• Task instructions: Write out the line that has "green leafy vegetable" in it, along with each line that comes after it until the listing ends, and add nothing.

• Available records:

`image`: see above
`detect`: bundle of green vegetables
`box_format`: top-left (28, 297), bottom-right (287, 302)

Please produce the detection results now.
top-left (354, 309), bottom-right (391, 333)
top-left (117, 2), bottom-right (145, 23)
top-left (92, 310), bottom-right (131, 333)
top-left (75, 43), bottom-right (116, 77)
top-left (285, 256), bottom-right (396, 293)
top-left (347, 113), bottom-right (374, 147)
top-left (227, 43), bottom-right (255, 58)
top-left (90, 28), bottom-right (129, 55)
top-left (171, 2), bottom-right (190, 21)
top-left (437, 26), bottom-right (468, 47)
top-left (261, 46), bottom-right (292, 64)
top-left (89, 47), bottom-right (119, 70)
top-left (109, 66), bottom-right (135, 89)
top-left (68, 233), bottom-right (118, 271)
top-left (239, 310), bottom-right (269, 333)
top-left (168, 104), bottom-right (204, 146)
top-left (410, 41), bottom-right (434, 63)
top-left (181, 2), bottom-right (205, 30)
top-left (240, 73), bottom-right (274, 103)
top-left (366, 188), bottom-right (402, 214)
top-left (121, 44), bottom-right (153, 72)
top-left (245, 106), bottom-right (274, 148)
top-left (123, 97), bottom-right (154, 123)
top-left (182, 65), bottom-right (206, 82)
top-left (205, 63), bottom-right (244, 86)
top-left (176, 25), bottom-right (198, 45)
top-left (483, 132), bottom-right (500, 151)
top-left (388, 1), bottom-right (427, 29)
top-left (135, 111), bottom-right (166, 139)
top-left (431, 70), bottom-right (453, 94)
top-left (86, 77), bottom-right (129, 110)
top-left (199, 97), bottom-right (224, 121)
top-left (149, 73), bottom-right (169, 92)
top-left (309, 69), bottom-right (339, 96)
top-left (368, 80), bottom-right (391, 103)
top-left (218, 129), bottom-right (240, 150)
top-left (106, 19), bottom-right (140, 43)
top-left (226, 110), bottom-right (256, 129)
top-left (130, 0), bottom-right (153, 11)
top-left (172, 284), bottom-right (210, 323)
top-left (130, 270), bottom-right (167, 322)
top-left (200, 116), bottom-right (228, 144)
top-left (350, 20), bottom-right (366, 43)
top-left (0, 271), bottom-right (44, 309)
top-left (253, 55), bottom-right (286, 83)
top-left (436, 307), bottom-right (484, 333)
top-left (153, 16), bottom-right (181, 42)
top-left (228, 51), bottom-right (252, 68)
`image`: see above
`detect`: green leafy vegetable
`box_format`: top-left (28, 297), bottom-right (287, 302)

• Response to this task:
`detect`: green leafy vegetable
`box_format`: top-left (28, 297), bottom-right (287, 302)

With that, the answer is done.